- **WORK TO DO**
Starting at the line that contains "of the distant", retype each line to the end of the listing below. Include both ends, but not the pictures.

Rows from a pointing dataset
[start]
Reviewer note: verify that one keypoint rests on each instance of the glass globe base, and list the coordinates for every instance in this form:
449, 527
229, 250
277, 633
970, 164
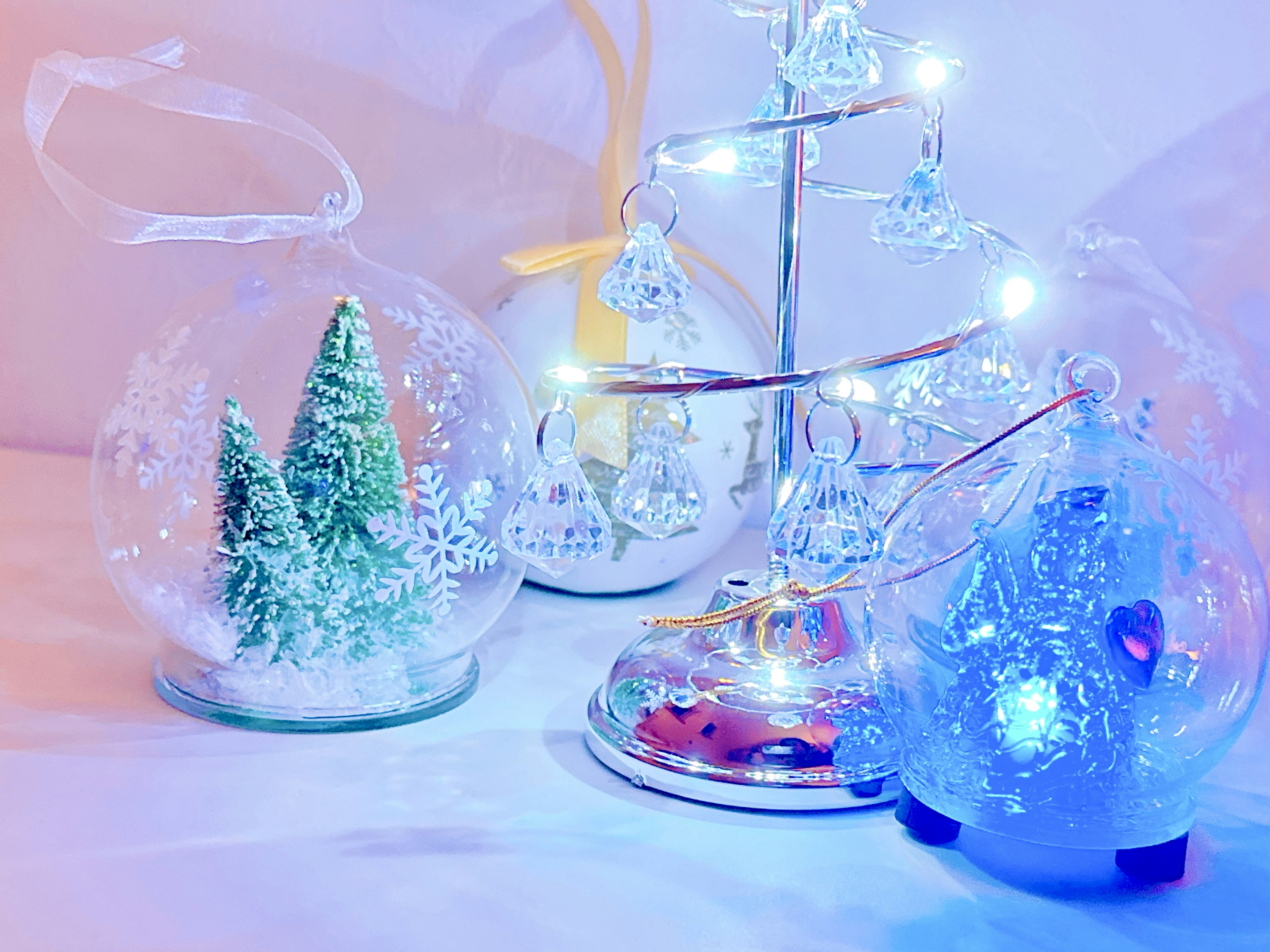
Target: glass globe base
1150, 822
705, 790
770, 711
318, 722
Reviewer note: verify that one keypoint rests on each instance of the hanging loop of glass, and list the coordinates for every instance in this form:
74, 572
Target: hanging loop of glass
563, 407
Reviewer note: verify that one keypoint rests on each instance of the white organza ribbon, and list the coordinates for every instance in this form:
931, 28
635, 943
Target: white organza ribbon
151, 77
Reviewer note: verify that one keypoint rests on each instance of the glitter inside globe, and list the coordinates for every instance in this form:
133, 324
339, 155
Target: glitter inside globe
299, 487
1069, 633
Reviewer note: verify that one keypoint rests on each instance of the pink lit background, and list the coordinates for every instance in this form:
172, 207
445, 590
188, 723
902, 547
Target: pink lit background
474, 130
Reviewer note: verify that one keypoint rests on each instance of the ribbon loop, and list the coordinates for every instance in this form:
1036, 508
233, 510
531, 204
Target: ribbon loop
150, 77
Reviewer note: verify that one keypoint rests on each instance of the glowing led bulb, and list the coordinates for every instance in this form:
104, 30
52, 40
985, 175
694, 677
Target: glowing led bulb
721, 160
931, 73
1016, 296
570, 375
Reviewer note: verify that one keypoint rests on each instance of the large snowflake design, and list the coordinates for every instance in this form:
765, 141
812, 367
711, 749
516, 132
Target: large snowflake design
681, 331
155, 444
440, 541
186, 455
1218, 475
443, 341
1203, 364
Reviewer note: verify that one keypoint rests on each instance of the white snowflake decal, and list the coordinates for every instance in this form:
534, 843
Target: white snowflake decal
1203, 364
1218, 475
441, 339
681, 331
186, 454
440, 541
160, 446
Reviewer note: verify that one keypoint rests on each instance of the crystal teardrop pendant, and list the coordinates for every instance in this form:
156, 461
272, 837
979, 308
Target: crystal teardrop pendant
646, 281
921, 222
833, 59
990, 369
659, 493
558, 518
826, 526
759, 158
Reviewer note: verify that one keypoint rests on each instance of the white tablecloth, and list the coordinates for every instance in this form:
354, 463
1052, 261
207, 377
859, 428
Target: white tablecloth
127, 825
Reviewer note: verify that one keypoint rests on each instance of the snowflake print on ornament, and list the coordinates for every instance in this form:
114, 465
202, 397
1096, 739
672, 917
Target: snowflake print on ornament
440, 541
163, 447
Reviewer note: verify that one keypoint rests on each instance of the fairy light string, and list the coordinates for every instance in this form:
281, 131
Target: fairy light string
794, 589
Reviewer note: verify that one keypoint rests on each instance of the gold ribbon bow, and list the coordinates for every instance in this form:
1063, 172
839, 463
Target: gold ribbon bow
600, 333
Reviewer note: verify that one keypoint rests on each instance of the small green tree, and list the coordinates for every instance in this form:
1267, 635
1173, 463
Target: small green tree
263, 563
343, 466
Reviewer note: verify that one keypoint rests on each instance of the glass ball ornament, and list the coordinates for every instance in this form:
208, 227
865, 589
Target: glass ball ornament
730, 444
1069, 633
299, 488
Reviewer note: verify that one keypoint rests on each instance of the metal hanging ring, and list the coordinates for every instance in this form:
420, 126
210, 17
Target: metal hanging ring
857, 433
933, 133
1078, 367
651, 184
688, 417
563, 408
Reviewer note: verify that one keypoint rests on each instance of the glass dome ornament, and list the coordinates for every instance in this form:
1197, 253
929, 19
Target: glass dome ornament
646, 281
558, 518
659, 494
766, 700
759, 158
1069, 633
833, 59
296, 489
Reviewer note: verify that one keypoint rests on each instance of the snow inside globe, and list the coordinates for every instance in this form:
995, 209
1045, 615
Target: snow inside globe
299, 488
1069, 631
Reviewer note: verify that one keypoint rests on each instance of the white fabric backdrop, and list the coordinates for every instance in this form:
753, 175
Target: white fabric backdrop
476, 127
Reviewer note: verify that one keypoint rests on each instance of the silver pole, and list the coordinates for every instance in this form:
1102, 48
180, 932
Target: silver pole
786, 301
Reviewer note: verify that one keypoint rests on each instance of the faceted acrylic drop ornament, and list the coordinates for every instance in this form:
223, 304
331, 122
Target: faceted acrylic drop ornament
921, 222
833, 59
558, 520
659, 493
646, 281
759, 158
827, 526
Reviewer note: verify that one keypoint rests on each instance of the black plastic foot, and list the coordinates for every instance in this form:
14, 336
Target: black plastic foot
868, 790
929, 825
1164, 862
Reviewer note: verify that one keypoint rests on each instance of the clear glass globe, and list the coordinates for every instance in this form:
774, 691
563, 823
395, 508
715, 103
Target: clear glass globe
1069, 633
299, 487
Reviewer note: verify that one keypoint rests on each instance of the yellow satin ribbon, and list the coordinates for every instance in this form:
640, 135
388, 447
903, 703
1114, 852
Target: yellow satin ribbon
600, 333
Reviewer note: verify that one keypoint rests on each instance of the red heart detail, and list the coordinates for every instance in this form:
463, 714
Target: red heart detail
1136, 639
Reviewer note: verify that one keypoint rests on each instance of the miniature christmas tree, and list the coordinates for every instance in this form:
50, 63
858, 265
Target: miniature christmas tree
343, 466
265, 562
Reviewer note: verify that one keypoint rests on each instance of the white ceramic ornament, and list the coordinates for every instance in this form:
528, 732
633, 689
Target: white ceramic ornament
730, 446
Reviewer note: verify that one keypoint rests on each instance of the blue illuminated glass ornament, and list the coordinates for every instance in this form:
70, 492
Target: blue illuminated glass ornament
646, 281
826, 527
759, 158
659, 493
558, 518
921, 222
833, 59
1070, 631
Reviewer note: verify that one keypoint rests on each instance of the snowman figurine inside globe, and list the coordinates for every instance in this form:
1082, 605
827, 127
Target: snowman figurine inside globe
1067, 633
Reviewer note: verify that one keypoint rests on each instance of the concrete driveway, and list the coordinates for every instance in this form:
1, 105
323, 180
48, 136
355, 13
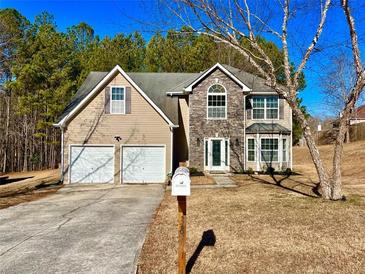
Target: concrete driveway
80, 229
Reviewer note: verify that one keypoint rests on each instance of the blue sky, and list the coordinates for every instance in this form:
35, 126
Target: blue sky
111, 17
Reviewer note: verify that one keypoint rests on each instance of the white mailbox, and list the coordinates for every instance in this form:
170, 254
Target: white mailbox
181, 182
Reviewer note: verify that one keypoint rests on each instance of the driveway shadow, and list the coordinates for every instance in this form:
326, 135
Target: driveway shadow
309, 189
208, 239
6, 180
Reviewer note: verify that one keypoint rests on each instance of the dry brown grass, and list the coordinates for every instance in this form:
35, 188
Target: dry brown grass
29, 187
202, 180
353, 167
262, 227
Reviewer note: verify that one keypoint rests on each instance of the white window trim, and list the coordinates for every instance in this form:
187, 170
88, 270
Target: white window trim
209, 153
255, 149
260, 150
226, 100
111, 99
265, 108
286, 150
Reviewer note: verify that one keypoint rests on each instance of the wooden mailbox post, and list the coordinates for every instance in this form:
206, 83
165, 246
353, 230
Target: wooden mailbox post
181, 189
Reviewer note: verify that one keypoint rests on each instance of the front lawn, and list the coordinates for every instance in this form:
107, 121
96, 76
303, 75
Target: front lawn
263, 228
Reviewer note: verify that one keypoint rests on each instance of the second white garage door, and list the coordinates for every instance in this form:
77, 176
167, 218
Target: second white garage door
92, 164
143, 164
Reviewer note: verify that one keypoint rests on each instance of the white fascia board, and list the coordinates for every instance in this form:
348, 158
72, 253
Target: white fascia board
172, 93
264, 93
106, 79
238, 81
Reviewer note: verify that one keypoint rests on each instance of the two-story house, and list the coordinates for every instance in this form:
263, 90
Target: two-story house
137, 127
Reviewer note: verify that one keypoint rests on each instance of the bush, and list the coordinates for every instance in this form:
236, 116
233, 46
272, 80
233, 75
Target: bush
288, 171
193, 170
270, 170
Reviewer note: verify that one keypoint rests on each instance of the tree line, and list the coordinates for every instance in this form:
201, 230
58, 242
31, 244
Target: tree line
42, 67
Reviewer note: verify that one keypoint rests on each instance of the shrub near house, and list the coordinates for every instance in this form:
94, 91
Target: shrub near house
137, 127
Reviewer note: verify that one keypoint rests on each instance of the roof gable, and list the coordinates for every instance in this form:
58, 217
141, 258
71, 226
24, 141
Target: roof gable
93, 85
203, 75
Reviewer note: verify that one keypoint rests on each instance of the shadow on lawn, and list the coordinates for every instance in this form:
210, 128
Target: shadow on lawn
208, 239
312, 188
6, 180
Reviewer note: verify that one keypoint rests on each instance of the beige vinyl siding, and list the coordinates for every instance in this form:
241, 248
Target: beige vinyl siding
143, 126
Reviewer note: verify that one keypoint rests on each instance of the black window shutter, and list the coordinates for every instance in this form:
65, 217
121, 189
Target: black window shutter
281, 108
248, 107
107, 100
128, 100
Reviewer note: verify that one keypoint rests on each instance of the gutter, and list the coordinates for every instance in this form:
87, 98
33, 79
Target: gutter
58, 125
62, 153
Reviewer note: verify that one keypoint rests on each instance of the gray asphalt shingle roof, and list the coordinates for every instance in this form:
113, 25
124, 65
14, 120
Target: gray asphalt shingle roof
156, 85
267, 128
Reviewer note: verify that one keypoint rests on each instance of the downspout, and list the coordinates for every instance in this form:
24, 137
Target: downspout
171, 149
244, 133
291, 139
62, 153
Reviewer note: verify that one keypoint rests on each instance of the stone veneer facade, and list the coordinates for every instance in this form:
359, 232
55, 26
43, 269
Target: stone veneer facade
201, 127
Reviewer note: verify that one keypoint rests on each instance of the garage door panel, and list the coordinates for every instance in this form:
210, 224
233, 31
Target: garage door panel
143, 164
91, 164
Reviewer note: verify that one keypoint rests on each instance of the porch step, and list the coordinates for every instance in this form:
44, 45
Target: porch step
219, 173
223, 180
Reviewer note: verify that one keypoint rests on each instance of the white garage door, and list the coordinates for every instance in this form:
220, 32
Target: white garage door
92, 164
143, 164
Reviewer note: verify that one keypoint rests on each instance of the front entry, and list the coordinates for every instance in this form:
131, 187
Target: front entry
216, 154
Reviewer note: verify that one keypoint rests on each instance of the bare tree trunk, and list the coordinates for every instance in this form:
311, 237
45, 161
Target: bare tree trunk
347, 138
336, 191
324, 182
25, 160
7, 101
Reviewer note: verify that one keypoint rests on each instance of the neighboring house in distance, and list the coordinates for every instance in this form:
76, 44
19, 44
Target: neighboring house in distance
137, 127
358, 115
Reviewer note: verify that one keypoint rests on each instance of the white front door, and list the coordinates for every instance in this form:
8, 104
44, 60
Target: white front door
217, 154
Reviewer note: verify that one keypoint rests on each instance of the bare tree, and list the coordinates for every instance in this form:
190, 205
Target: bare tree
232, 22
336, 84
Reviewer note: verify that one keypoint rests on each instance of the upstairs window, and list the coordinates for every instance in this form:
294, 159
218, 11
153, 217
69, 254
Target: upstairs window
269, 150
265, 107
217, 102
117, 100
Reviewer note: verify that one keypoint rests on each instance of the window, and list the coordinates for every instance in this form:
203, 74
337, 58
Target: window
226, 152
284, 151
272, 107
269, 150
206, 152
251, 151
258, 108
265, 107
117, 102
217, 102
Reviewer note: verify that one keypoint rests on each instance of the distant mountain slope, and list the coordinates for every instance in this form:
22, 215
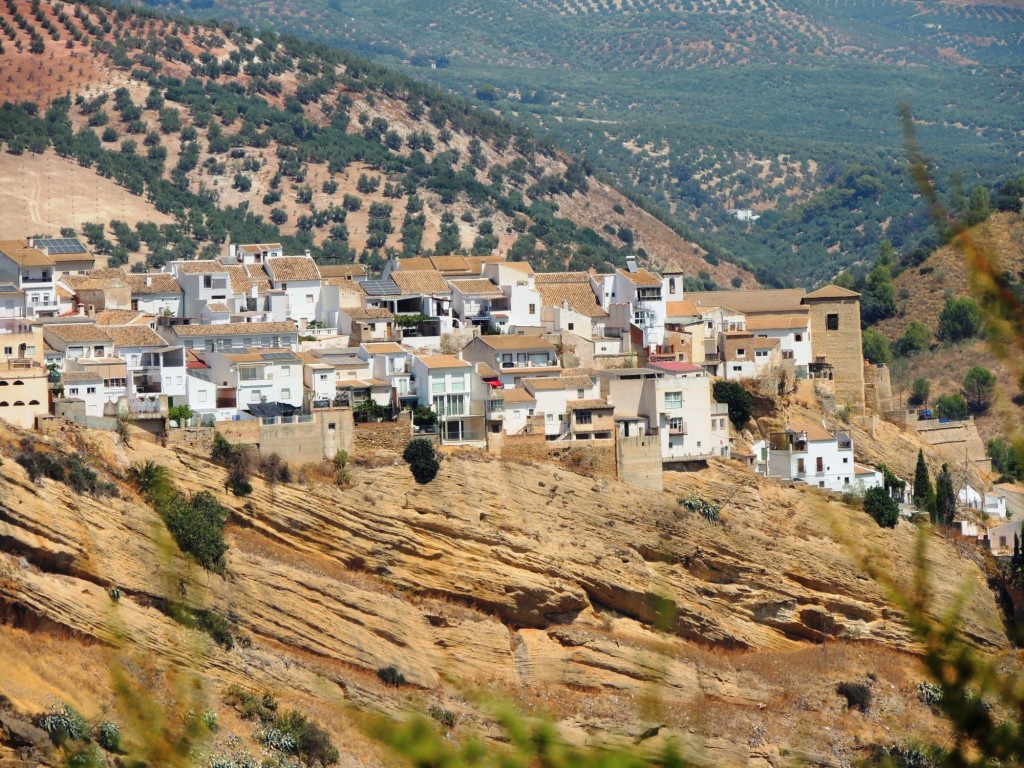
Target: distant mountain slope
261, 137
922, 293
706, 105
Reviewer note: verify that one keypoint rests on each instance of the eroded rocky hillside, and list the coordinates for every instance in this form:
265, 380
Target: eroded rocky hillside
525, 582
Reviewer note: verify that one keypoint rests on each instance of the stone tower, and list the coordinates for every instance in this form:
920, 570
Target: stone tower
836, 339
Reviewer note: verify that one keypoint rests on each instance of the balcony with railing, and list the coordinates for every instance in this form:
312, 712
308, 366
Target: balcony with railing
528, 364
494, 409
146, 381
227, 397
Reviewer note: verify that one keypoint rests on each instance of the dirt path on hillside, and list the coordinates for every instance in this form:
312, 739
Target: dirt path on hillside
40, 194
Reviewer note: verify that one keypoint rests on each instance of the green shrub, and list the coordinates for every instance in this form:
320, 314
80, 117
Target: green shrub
[end]
- **RESULT OF THIS EXERCISE**
Reviewer note: verify that one keypoint rests on each instance of the distant mountain slope, and list the coordinates for every instance in this form:
22, 215
Target: distant mountain slope
261, 137
922, 293
706, 105
Reviewer note: verify that one keypoint rests on each instance of the eroded rocky hillside, and list the coordinates for every instance in this form:
265, 380
Target: eroded rocky hillside
525, 582
Reviewer note: verify that one keypoint rests on each instance of the stone tower, and list the coordinates for every instance in this form:
920, 570
Target: stone tower
836, 339
Reviewer note: verify that one keypoint rests on each instance of the balcony with railing, and list the coordinates for every instance in this form:
312, 712
308, 366
Target: balcony with railing
528, 364
494, 409
146, 381
227, 397
Reviewer note: verify that one keypoint rests on each instance of the dirt path on hillside, and list the coordinates for every instance in this form:
312, 739
Target: dirt path on hillside
40, 194
Reviewer note: verify that one keypoint rests on each instance of the green shrub, and list the coordinates for every instance in this form:
320, 314
80, 117
Target: green shrub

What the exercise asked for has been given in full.